WHAT YOU SHOULD DO -
Copy out every line of the records below that contains the word "horizon".

SUPPLIED RECORDS -

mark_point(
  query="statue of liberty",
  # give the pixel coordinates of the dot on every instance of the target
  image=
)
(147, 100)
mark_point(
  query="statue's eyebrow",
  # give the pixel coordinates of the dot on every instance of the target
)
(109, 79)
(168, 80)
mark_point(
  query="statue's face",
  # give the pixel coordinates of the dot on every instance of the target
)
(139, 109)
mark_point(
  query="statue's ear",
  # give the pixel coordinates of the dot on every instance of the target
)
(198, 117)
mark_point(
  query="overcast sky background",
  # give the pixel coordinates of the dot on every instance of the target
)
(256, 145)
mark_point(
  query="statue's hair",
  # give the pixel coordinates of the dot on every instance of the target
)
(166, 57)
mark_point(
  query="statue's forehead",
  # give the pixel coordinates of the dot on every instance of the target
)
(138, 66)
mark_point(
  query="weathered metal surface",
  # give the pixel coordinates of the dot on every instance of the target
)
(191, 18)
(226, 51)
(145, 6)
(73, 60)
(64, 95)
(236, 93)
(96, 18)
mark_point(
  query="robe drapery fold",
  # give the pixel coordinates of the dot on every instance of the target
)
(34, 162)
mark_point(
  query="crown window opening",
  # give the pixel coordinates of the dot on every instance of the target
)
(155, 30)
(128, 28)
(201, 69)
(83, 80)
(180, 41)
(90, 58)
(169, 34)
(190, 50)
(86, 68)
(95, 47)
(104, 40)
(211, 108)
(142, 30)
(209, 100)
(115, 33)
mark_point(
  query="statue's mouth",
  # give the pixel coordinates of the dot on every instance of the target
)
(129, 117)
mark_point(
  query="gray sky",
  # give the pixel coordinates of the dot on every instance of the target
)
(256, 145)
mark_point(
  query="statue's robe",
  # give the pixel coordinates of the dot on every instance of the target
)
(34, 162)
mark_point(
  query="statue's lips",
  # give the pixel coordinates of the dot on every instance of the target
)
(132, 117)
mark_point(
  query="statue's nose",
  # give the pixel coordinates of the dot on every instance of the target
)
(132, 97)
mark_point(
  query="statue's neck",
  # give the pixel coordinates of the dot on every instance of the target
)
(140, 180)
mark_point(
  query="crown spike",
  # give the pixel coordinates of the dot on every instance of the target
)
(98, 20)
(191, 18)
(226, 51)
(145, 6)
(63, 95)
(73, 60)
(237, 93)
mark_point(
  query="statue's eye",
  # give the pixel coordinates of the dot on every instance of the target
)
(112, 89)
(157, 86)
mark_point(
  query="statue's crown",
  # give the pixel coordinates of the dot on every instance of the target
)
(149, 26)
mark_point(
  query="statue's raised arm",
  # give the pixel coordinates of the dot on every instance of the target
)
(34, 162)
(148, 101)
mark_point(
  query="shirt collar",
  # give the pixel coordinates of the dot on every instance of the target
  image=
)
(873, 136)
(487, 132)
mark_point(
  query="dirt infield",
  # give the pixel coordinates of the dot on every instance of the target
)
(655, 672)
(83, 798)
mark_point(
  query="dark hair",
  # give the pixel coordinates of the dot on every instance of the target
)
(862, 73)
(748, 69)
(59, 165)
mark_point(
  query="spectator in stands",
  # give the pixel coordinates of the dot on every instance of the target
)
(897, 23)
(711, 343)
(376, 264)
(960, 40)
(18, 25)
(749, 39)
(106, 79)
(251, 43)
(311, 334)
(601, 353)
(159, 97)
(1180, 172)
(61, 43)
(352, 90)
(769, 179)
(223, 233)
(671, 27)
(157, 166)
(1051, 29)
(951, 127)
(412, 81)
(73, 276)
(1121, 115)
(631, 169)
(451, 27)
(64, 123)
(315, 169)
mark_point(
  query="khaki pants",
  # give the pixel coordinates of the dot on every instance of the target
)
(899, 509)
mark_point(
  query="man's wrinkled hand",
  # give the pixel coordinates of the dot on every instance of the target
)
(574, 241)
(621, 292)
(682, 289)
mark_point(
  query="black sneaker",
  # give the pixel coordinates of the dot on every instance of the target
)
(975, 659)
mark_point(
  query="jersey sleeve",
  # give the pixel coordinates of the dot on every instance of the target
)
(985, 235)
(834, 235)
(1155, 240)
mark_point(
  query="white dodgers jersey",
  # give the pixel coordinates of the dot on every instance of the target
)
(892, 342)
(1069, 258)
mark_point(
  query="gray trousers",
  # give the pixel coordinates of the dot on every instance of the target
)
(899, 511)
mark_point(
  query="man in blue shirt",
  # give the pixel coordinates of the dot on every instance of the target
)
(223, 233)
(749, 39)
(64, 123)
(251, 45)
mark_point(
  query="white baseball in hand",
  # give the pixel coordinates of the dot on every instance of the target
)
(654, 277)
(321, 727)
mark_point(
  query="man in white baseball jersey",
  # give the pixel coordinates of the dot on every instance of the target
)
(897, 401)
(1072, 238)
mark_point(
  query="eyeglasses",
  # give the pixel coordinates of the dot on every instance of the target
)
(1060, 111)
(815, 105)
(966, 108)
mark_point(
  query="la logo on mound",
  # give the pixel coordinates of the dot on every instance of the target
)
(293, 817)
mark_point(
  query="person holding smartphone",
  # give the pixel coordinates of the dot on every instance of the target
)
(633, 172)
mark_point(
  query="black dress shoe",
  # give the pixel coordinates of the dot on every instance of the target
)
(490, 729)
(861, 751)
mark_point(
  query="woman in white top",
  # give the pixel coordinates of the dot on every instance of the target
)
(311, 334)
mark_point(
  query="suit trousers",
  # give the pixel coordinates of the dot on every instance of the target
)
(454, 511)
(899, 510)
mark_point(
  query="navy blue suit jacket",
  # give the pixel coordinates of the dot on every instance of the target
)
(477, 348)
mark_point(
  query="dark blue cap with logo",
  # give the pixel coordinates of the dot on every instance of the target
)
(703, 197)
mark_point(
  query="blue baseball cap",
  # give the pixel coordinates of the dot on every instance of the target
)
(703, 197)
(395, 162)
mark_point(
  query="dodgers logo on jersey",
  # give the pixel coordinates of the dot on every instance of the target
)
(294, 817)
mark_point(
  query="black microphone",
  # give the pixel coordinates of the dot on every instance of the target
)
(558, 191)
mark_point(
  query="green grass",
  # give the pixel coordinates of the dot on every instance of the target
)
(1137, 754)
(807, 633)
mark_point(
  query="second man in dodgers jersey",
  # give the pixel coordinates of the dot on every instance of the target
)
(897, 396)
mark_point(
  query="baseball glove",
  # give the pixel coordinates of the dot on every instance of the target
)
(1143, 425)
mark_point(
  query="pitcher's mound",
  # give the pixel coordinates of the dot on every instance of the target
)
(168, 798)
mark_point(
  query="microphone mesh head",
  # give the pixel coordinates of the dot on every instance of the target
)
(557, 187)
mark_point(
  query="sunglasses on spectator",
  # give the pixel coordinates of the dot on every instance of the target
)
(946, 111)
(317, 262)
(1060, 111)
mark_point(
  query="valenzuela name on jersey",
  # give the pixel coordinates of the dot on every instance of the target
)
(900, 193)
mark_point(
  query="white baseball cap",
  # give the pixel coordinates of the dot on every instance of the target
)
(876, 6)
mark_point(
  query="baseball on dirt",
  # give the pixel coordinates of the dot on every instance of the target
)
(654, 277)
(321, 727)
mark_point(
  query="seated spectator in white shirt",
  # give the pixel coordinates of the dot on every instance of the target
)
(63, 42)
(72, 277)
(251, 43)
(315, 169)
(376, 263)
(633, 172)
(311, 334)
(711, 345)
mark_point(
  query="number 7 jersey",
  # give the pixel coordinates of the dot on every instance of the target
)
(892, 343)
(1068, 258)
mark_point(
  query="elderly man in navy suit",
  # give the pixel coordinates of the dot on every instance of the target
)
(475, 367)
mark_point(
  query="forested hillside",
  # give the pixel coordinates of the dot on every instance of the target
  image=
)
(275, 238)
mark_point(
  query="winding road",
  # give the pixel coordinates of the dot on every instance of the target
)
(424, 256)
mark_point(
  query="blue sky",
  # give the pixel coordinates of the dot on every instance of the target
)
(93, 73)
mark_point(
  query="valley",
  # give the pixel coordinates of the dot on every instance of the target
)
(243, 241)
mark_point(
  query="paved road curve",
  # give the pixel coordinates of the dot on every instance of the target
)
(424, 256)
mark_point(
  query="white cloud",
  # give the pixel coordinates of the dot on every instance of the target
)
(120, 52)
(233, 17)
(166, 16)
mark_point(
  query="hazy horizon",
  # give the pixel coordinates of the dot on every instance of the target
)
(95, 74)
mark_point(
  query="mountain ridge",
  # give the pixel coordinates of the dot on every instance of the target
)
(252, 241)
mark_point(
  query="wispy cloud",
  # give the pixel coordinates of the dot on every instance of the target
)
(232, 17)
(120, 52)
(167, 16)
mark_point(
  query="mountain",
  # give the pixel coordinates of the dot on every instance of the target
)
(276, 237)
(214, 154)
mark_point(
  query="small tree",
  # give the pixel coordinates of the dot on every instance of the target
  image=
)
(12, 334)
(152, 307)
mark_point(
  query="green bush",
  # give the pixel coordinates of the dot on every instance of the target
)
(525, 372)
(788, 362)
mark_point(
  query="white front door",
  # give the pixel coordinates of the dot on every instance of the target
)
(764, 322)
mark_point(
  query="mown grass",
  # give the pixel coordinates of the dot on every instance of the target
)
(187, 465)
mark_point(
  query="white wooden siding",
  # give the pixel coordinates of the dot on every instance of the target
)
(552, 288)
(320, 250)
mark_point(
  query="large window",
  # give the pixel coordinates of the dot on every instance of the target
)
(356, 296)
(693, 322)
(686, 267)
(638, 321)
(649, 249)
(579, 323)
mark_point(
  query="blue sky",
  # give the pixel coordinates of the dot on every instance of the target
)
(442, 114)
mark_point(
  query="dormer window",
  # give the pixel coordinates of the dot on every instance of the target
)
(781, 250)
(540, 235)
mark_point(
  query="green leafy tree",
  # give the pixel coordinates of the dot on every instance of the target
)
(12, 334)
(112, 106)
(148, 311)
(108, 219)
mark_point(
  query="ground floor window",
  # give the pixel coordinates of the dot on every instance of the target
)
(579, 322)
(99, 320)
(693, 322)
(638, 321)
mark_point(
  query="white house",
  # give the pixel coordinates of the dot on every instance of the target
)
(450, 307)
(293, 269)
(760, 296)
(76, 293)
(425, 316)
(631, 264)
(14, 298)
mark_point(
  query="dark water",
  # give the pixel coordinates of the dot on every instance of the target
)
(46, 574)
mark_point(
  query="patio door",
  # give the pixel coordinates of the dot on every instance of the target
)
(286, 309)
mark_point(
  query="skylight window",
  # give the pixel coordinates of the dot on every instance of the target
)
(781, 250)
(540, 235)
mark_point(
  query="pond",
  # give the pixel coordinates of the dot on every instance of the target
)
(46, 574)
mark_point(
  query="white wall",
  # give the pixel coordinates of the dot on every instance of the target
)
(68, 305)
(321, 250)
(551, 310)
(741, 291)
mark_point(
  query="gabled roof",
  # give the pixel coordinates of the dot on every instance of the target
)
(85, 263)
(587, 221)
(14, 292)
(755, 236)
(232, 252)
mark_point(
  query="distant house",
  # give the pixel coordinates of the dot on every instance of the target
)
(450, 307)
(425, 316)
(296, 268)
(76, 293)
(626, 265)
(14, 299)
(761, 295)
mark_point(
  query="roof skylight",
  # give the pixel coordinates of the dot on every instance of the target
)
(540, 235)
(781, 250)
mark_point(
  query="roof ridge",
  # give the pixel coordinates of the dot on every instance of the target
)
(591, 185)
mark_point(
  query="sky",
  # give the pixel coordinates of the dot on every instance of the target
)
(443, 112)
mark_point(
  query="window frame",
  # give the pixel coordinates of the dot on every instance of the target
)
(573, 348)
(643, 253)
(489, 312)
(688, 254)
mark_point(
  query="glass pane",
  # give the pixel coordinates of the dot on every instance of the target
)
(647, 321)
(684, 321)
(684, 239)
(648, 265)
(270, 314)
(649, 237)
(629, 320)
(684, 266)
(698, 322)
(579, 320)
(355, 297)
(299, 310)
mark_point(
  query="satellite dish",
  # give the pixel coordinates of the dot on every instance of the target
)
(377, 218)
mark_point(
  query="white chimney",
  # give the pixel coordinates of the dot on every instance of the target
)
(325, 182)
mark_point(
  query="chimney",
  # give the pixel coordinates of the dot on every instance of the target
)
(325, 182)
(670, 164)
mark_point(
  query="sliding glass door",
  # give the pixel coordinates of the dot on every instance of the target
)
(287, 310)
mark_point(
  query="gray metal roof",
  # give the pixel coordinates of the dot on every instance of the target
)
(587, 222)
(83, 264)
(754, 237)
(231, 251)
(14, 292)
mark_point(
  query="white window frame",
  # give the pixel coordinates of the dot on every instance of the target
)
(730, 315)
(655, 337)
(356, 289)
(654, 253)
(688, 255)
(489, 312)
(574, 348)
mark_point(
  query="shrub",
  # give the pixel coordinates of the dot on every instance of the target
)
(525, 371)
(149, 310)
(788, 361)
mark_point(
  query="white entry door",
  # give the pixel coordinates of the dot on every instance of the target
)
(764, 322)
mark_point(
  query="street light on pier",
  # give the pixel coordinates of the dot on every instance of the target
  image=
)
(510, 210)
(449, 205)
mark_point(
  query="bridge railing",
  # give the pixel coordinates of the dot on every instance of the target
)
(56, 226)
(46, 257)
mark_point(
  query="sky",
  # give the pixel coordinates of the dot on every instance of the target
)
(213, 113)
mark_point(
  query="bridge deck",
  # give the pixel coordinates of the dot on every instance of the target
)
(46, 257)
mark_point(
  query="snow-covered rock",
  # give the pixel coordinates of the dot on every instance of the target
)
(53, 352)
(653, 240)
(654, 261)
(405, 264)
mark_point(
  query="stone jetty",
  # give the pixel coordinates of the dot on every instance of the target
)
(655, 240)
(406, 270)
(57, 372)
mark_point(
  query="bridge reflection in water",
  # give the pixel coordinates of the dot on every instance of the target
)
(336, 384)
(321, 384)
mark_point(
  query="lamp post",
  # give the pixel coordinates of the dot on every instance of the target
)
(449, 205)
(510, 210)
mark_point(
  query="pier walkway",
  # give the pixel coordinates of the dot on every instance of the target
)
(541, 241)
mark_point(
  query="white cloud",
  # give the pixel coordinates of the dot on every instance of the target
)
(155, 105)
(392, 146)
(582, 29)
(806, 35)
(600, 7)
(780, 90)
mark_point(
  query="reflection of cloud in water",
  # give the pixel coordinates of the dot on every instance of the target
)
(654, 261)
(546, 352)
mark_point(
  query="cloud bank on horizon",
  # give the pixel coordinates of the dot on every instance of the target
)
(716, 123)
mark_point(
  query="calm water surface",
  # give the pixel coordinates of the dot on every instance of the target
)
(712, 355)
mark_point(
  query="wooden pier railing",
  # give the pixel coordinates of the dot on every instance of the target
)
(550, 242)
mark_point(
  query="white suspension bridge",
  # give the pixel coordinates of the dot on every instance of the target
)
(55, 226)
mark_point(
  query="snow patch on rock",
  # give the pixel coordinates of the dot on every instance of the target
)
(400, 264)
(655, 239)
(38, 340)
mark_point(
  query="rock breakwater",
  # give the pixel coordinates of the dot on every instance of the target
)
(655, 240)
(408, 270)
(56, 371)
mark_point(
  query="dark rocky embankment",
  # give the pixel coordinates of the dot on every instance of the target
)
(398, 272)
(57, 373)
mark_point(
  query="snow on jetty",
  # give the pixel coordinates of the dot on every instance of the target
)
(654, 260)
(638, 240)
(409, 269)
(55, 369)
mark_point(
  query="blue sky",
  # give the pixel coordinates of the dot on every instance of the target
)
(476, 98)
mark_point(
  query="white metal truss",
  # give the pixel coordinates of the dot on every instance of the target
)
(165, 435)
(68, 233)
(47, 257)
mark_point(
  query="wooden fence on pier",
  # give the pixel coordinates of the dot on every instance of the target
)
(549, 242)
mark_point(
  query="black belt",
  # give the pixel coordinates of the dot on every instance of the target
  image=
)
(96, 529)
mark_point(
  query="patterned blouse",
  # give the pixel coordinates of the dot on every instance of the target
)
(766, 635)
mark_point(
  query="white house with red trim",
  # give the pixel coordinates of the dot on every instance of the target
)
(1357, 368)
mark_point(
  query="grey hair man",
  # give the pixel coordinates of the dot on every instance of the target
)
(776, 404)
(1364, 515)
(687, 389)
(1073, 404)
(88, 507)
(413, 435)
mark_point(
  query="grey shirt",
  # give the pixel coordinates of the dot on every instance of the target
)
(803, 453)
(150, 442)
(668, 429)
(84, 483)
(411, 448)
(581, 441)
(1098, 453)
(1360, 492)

RESPONSE TO THE EXERCISE -
  query="hazy horizon",
  query="cloud bank on horizon",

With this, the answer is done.